*Required work*: When you reach the line that contains "Target: faucet handle" in the entries below, begin returning lines exactly as written and continue through the last one.

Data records

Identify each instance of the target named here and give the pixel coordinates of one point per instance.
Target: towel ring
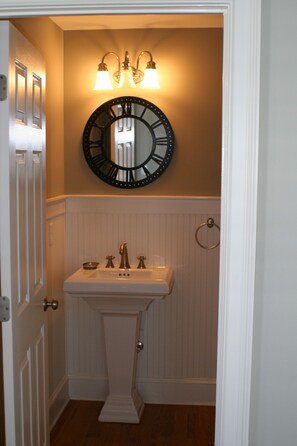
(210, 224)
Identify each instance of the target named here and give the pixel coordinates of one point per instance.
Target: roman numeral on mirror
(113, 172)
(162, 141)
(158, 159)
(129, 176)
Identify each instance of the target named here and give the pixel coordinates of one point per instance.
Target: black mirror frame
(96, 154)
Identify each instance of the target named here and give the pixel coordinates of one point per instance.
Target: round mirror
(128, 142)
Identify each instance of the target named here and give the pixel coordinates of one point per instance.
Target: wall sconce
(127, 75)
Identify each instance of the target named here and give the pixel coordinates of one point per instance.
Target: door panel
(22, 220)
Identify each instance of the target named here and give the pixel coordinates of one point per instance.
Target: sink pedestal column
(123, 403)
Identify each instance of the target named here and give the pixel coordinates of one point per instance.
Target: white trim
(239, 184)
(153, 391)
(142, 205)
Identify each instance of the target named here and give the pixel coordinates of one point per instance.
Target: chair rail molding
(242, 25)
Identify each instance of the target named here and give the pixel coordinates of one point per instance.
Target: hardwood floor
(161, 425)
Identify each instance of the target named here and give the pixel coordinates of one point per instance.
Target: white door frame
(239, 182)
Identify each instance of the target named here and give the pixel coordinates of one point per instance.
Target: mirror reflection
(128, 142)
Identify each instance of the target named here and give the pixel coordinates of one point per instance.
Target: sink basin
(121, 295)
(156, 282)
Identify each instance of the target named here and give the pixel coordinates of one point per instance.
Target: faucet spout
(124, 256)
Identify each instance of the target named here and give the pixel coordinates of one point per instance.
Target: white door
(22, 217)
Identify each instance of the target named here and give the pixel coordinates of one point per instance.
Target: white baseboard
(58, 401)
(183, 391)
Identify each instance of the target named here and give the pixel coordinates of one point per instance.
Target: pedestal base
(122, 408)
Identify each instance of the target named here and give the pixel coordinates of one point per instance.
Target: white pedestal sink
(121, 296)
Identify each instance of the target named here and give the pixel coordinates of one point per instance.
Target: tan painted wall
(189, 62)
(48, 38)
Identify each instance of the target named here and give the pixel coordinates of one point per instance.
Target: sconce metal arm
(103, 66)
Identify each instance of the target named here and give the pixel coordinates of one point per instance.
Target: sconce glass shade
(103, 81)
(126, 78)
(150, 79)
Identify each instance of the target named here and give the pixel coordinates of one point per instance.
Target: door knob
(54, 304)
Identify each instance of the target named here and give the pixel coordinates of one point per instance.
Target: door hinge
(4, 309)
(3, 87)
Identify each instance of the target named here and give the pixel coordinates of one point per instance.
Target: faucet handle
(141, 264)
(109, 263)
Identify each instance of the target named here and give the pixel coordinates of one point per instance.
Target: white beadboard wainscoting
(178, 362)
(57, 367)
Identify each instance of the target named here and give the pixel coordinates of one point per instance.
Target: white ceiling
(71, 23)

*Response for this exercise*:
Target: faucet handle
(141, 264)
(109, 263)
Identify each instance of the target named here and give the pixel coordinates of one point per instance.
Target: white beadboard wainscoting
(178, 362)
(57, 367)
Identify each instance of the target named here and give the pixel coordinates of one point per instance.
Target: white ceiling
(71, 23)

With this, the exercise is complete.